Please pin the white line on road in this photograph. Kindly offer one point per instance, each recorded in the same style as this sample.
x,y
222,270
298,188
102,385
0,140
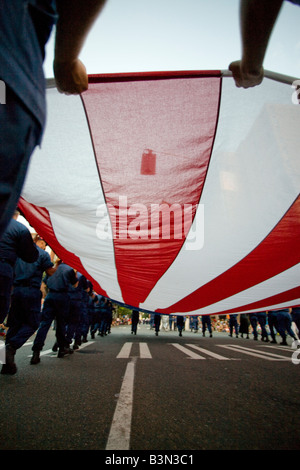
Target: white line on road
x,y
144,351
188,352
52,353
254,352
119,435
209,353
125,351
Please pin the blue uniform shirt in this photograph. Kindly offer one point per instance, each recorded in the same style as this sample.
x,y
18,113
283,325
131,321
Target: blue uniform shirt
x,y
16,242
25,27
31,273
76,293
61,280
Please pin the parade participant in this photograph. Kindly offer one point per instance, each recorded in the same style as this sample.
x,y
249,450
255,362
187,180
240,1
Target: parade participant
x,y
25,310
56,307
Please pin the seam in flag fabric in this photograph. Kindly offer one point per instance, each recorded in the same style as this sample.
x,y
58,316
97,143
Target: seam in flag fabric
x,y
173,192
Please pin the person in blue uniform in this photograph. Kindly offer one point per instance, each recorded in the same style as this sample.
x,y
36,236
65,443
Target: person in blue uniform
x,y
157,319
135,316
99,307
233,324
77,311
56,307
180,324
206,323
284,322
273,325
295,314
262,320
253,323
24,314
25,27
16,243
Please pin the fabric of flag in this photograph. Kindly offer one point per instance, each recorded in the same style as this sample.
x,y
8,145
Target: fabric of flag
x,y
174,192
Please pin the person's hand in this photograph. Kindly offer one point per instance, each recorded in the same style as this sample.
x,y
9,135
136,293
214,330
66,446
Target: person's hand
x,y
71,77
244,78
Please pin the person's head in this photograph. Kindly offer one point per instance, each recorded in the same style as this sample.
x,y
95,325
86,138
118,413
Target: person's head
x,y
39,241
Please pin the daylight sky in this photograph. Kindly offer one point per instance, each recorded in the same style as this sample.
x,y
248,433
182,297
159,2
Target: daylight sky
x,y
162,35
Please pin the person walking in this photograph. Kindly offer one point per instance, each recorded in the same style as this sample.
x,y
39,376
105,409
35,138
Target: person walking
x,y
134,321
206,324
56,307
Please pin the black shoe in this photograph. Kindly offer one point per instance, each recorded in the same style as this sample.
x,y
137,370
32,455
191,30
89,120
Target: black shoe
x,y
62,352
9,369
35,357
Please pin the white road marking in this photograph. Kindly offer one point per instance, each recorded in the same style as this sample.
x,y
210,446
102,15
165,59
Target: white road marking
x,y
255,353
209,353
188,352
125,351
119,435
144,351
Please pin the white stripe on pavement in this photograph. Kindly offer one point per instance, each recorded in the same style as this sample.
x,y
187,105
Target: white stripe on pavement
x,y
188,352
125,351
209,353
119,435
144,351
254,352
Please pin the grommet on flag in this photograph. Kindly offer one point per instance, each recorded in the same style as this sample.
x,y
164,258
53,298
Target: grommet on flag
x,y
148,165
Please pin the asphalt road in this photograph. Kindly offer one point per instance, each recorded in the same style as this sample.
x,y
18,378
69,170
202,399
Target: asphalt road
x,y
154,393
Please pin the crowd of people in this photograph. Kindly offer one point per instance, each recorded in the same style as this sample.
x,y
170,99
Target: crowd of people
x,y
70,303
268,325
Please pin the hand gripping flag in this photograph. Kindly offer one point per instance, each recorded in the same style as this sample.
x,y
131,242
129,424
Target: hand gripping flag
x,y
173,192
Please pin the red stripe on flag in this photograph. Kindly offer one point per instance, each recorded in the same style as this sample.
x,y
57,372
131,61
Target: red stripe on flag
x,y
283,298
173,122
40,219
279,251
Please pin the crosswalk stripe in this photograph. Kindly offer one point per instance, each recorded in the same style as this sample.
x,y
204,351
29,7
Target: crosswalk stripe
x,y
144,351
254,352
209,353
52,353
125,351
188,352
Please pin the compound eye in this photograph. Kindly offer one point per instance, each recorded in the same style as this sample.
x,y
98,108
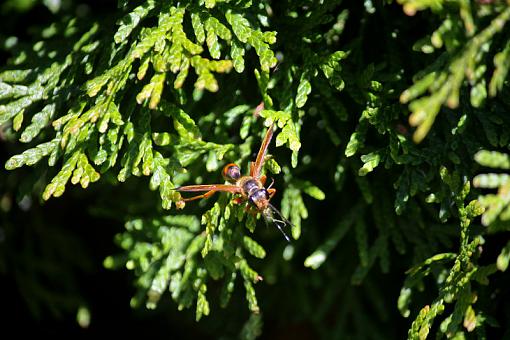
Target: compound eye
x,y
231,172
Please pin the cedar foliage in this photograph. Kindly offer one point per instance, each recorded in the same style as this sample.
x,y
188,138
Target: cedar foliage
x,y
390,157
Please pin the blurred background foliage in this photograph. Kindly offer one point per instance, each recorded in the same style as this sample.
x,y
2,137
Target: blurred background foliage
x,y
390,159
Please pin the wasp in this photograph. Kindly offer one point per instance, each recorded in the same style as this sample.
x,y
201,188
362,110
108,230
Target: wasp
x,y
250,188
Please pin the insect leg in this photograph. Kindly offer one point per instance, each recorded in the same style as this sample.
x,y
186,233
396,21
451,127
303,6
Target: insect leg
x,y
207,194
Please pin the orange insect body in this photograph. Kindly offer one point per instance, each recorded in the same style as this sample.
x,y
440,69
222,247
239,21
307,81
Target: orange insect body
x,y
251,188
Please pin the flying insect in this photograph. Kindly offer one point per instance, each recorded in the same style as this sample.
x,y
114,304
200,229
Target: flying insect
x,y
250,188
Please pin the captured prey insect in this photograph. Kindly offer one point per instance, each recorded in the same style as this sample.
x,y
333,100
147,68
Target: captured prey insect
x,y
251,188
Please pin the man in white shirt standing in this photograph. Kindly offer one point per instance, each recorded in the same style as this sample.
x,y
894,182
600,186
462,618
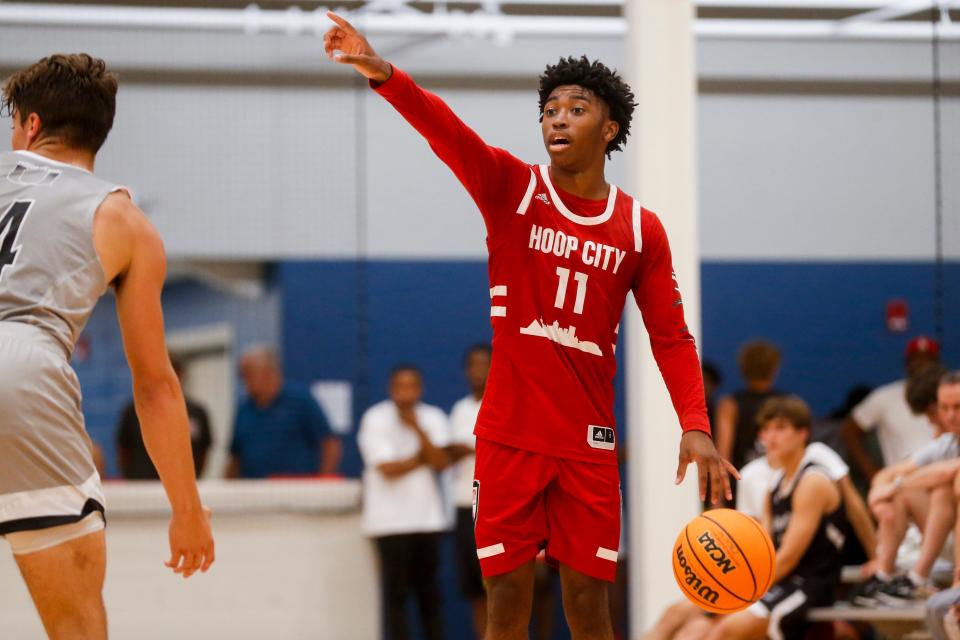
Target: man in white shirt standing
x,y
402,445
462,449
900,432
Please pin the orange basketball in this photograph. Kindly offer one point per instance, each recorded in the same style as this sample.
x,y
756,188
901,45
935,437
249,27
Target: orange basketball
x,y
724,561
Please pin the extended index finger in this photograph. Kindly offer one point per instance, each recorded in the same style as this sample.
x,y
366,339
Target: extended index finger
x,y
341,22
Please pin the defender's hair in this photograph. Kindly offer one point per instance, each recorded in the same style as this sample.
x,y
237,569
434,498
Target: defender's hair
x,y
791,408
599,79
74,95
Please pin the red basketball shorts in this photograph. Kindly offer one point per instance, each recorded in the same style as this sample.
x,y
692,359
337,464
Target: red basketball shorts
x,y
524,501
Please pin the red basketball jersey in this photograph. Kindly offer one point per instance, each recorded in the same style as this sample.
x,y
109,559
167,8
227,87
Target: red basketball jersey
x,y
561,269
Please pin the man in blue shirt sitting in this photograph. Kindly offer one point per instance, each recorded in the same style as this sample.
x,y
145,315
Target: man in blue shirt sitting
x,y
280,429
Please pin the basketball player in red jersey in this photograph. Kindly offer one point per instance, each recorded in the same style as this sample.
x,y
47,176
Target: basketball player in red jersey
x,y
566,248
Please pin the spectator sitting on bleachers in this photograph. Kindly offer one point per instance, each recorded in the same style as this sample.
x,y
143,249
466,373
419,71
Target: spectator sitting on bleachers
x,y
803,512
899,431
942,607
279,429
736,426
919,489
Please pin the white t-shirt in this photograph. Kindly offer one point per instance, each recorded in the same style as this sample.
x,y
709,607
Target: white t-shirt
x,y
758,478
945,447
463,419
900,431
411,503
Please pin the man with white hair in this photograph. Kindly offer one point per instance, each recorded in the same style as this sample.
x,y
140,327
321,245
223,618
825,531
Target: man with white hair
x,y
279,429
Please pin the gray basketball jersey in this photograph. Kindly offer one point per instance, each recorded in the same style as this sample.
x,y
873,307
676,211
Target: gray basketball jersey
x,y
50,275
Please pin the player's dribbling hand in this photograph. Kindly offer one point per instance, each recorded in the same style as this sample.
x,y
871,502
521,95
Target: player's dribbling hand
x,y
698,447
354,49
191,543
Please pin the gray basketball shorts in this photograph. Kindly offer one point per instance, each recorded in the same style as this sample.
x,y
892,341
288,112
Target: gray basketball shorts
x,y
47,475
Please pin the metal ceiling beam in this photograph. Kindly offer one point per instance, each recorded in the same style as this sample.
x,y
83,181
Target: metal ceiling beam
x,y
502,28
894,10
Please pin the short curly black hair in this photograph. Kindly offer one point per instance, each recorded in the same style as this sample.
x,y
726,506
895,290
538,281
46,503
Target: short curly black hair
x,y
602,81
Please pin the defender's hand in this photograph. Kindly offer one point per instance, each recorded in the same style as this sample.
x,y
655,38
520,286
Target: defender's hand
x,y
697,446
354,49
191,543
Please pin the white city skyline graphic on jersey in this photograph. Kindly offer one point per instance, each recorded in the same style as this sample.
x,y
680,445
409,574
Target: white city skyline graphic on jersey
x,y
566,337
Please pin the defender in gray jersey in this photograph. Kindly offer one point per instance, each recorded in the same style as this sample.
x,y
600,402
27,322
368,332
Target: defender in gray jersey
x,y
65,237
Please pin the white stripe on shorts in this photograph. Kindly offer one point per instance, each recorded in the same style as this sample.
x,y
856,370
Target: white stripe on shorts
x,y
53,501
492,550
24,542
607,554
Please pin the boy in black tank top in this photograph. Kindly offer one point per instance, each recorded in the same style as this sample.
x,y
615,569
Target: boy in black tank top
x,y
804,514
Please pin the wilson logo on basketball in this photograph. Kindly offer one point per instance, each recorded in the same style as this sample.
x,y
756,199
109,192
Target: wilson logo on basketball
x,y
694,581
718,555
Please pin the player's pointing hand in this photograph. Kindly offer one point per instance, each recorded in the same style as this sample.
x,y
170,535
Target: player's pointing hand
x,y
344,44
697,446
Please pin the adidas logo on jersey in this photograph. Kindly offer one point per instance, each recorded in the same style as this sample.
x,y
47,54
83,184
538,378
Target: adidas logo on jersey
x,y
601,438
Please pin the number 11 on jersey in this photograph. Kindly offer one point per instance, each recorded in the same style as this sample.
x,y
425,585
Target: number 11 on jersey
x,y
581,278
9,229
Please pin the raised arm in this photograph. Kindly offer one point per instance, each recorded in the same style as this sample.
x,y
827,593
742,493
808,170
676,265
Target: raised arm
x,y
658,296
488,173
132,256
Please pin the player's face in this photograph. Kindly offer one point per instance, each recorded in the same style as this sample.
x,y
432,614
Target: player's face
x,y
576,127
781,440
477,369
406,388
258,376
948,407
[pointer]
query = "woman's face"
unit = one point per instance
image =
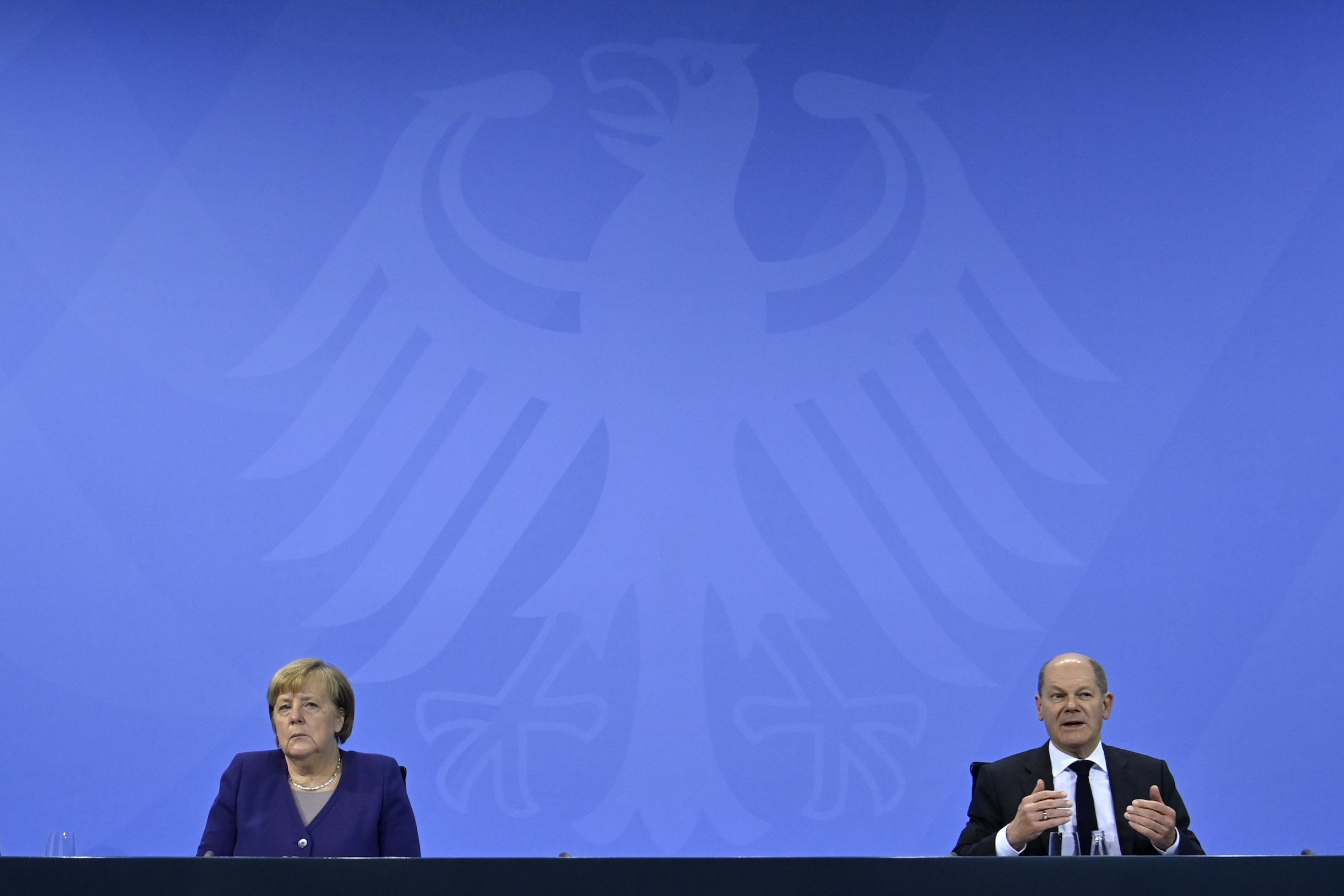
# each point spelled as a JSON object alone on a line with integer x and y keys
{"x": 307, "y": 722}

**TASK BRIEF**
Each line in the listing above from the one containing "Target: red basketball shorts" through the one containing "Please pin the spectator" should be repeated exactly, and no other line.

**SOLUTION FOR THIS PROBLEM**
Target: red basketball shorts
x,y
524,501
Please pin the red basketball jersey in this photograph. Kindly offer one point per instance, each recorded in the same style as this sample.
x,y
109,559
167,8
227,87
Target: red basketball jersey
x,y
561,269
Please pin the man in blue shirt sitting in this photograph. Kindly offer one point per instance, each recorded in the same style as this sample.
x,y
145,315
Target: man in blue shirt sitting
x,y
280,429
Please pin the basketball player in red jersey in this photograph. Kindly offer one point per instance, each recorded in the same style as this sample.
x,y
47,176
Target: basketball player in red jersey
x,y
566,248
Please pin the spectator sitting on bleachers in this photograph. Kindly offer one point per instance, each recorded in the same style as this sample.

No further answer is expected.